TASK DESCRIPTION. Only a number is expected in reply: the number of lines below that include the word "maroon".

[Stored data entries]
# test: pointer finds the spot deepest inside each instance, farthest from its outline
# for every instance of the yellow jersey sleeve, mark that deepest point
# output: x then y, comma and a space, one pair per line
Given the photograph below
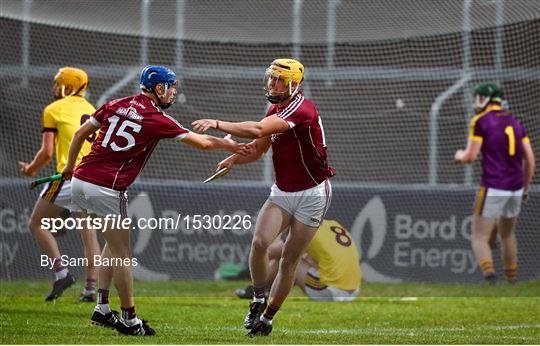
49, 122
67, 115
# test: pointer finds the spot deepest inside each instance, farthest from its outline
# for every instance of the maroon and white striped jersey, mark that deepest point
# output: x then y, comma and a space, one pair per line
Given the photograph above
130, 129
299, 154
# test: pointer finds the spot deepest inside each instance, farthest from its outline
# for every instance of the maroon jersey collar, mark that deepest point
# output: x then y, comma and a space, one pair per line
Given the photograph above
281, 107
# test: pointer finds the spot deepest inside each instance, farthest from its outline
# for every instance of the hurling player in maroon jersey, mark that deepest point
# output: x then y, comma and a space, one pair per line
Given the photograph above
301, 194
507, 169
129, 130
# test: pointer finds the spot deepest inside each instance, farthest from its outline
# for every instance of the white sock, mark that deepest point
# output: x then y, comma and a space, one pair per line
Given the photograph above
61, 274
132, 321
88, 292
266, 321
104, 308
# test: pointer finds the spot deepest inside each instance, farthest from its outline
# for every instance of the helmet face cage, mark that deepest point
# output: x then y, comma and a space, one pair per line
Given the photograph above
290, 72
151, 76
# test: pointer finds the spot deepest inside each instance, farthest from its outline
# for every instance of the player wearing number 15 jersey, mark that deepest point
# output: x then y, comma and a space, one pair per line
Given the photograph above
508, 166
129, 130
60, 120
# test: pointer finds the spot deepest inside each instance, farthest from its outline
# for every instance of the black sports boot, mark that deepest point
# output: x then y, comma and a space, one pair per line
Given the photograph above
108, 320
140, 329
260, 329
255, 311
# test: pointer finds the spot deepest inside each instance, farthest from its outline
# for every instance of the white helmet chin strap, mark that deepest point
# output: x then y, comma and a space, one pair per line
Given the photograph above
480, 105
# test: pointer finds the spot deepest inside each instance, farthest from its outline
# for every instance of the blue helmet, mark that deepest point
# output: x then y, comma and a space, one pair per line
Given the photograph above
153, 75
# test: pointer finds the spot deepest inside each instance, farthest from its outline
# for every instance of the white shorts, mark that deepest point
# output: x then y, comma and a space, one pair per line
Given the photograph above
58, 192
307, 206
495, 203
95, 199
328, 293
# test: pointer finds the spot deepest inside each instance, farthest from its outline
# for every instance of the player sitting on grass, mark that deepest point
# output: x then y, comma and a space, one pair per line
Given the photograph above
129, 130
330, 269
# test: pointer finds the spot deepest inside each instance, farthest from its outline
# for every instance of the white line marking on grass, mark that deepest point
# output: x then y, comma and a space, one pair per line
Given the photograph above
409, 299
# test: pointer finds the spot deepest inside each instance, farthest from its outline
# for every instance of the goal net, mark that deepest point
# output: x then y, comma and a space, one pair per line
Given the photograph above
393, 83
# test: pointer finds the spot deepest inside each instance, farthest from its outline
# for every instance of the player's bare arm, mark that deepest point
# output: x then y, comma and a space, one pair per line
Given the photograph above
470, 154
75, 147
42, 158
529, 167
206, 142
253, 151
246, 129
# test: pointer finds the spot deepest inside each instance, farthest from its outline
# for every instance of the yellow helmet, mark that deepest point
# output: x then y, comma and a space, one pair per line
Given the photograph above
290, 71
76, 78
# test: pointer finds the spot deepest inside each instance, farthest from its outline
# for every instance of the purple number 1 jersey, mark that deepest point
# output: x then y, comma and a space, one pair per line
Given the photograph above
502, 150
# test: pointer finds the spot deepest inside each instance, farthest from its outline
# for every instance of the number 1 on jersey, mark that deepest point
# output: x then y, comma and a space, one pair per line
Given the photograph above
509, 130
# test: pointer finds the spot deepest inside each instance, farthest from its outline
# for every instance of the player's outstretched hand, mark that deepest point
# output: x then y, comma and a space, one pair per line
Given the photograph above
202, 125
227, 163
23, 166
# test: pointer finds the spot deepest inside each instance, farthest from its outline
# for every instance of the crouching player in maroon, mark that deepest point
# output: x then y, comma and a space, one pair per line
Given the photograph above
301, 195
129, 130
508, 167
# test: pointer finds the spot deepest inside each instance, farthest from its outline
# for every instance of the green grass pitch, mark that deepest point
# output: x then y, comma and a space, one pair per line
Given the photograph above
207, 313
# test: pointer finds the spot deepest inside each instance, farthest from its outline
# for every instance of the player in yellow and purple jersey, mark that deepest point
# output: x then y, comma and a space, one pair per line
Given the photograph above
61, 119
508, 166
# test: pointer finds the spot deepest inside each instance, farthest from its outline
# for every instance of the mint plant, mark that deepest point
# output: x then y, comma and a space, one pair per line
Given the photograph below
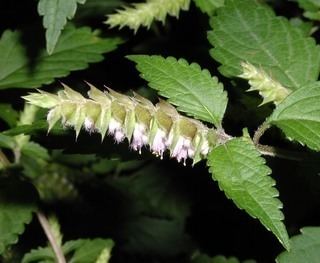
238, 108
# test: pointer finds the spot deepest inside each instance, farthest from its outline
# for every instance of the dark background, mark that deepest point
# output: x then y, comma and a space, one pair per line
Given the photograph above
103, 207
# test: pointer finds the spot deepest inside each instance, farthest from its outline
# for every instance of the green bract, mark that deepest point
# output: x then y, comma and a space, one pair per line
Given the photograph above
134, 118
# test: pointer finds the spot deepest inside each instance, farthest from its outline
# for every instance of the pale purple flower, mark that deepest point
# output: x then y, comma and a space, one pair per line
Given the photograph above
159, 143
140, 137
89, 125
182, 150
205, 148
116, 130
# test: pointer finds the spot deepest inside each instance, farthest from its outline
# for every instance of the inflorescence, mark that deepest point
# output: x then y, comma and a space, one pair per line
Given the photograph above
160, 126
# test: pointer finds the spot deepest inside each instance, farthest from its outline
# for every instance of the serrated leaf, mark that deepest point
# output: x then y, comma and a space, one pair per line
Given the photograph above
97, 8
75, 49
192, 90
143, 14
91, 250
242, 174
7, 141
39, 255
55, 14
247, 31
304, 247
17, 202
311, 7
79, 251
209, 6
298, 116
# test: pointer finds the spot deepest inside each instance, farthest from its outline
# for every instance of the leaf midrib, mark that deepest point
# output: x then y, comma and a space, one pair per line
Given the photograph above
214, 119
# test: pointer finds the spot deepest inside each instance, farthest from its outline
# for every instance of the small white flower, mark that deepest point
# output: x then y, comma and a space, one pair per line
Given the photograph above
89, 125
116, 130
182, 150
139, 138
159, 143
114, 126
205, 148
119, 136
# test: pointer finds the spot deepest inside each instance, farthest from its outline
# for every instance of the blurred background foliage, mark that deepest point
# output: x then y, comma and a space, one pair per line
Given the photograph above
154, 211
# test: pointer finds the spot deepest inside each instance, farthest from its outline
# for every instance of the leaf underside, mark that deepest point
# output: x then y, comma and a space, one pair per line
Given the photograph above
185, 85
55, 14
76, 48
247, 31
242, 174
304, 247
298, 116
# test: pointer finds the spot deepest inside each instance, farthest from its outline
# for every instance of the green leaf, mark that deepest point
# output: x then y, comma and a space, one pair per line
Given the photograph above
80, 251
75, 49
247, 31
192, 90
97, 8
311, 7
91, 250
304, 247
209, 6
298, 116
17, 202
143, 14
243, 176
7, 141
8, 114
55, 14
40, 254
35, 150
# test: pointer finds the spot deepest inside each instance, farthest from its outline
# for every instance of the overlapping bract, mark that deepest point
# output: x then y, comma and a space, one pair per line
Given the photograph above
160, 126
143, 14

ANSWER TO THE PROBLEM. 4